EXERCISE DESCRIPTION:
From the entries below, tally the lines with "conditioner" in them and reply with that figure only.

[Saved entries]
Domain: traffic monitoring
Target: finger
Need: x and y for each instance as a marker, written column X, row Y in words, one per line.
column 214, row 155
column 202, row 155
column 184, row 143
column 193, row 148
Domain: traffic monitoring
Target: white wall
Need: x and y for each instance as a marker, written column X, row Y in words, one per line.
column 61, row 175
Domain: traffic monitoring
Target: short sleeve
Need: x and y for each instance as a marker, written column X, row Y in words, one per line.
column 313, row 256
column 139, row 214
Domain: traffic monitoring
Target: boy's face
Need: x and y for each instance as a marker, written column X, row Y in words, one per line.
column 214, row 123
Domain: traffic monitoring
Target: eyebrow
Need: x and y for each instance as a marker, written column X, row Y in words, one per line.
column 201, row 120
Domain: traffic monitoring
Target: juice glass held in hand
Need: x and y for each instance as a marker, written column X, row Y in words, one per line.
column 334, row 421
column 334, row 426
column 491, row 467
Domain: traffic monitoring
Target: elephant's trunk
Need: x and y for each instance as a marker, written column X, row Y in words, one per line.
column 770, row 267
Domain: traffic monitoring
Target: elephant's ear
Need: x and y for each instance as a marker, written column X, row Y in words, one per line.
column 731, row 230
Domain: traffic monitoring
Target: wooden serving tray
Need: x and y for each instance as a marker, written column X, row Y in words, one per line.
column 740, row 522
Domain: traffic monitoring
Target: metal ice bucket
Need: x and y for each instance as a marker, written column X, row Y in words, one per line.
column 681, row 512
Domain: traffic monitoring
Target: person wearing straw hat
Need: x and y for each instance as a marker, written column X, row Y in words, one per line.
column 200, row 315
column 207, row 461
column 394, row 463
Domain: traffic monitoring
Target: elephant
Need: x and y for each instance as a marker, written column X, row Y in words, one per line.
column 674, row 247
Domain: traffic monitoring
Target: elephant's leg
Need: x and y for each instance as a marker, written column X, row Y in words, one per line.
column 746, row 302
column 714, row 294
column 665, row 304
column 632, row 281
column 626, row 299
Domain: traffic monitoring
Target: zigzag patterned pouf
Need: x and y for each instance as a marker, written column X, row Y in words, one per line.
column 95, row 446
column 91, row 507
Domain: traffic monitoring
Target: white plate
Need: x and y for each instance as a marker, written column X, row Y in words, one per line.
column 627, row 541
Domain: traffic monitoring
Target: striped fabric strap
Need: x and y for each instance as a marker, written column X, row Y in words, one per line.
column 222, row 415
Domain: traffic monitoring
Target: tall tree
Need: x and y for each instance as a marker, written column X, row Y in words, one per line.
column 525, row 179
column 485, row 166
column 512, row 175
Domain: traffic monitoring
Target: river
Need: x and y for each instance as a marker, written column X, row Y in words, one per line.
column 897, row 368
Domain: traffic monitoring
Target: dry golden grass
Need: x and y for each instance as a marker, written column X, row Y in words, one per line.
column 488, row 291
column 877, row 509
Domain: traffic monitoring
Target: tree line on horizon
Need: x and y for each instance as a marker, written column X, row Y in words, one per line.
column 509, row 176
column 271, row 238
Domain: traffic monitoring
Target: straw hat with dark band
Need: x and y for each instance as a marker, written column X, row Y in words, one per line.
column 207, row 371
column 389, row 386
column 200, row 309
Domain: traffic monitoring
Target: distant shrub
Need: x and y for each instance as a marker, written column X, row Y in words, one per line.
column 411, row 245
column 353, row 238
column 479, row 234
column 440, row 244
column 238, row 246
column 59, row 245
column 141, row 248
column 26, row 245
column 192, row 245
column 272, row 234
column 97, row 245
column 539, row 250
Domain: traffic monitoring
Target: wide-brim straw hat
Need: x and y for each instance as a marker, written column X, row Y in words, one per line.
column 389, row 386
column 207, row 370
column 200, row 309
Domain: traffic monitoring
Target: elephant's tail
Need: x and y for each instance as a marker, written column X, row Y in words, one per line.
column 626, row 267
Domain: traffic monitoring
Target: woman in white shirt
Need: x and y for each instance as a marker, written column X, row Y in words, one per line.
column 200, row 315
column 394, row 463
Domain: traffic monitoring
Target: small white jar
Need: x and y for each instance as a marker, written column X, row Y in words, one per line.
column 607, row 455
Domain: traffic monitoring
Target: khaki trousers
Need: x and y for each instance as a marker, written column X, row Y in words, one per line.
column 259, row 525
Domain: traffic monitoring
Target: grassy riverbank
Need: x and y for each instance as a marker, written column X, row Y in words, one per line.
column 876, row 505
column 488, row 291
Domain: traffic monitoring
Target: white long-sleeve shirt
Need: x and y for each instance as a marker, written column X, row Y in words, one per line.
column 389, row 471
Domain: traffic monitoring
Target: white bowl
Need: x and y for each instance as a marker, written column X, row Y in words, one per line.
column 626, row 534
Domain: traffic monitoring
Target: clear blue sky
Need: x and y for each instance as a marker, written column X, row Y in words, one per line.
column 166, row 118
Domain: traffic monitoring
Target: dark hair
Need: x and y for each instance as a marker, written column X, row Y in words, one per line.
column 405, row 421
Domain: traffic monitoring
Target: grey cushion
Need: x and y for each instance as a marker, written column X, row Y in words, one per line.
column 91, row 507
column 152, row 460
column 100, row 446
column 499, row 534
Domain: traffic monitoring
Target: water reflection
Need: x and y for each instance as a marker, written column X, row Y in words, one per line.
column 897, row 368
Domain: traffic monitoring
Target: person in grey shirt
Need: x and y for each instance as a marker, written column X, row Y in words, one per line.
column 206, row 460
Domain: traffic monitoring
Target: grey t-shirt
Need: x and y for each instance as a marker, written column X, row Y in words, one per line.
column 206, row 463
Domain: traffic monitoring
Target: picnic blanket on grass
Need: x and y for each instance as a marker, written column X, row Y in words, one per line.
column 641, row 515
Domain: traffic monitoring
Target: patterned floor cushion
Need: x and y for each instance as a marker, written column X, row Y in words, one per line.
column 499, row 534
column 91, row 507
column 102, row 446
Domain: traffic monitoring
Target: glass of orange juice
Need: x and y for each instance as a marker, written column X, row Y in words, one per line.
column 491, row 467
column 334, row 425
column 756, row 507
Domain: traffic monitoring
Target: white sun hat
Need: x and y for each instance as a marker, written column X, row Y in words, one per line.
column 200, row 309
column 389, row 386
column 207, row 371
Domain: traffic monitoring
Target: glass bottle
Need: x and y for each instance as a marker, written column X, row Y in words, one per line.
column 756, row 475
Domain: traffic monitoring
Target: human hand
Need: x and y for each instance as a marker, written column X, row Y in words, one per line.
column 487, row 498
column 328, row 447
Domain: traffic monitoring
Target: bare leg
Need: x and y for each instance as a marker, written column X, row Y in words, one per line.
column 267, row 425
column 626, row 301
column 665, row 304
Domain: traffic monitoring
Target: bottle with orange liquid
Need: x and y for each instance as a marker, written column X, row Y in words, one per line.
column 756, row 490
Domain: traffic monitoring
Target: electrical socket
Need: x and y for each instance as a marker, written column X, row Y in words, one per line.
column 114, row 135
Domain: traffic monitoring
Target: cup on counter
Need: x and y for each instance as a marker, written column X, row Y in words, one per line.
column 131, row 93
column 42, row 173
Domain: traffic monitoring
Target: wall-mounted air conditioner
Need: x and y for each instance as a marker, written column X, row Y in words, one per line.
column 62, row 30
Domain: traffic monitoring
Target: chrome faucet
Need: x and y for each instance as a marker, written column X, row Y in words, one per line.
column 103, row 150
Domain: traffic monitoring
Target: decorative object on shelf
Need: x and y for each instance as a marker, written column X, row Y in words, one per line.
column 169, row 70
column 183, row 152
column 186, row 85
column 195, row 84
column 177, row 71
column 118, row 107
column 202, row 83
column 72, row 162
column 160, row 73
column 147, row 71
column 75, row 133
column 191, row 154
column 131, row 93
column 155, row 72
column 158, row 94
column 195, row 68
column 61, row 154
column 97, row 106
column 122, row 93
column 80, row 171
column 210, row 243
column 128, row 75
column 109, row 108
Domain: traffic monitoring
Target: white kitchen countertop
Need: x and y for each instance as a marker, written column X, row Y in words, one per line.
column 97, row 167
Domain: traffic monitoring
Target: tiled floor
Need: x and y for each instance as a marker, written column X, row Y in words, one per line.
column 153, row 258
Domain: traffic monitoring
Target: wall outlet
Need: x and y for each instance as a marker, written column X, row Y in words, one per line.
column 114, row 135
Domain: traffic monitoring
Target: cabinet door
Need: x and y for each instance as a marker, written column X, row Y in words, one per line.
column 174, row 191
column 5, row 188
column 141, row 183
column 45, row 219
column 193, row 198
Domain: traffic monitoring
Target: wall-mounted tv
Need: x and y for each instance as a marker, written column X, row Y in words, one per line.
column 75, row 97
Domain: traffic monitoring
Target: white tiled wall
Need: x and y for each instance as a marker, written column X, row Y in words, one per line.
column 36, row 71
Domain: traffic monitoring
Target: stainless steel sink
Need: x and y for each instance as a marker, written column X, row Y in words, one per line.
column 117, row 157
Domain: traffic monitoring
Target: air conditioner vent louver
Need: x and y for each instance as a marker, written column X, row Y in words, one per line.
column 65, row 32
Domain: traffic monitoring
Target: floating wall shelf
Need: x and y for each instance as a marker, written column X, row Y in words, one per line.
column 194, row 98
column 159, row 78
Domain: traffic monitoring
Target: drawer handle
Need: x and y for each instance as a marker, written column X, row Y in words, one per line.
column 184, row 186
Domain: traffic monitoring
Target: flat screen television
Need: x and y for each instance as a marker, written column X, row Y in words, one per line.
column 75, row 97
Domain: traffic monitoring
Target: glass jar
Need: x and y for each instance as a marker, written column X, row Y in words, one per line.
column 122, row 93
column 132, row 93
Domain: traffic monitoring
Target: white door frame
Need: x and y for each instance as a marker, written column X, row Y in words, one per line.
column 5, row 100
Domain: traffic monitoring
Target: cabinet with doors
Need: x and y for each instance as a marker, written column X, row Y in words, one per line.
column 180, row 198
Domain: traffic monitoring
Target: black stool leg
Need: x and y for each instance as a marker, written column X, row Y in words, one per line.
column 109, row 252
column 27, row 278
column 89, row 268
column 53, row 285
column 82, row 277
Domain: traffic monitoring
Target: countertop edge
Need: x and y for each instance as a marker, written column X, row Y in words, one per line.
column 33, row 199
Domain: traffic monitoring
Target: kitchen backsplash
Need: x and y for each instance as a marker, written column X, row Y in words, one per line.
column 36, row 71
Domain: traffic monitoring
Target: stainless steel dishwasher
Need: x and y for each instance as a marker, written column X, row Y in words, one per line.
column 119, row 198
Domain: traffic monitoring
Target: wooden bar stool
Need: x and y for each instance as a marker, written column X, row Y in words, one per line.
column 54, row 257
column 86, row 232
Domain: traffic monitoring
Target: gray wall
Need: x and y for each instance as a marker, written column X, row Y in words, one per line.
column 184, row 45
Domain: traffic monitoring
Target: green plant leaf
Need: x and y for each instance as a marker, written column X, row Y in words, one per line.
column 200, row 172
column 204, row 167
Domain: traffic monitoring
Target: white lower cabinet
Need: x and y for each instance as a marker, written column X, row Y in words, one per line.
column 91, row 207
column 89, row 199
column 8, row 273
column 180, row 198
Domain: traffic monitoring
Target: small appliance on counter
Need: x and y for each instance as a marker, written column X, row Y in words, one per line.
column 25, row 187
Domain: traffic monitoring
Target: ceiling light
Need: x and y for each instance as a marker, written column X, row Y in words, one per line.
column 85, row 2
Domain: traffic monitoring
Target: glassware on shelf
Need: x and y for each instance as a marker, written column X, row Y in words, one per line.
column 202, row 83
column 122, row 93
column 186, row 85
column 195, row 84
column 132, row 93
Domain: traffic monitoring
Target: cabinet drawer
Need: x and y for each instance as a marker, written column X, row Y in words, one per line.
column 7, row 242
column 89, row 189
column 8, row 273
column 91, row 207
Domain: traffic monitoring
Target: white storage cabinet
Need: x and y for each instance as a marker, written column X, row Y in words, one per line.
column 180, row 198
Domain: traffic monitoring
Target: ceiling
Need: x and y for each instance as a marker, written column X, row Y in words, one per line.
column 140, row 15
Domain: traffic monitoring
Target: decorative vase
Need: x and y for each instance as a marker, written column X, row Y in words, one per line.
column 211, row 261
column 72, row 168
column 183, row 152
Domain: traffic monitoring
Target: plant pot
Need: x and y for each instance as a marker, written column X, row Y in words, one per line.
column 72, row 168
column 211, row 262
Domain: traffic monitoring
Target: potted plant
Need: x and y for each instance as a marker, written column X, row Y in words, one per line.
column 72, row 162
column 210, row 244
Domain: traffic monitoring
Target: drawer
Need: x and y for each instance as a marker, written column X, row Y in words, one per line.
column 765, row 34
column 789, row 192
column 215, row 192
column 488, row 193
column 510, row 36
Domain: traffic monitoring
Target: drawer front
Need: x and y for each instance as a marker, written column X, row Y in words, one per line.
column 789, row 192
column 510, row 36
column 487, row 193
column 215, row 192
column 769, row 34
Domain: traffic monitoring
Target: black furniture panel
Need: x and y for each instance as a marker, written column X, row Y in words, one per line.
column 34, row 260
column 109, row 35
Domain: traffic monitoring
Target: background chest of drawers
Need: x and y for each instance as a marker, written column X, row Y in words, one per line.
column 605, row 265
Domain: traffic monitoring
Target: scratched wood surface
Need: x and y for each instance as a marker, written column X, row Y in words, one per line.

EXERCISE RESULT:
2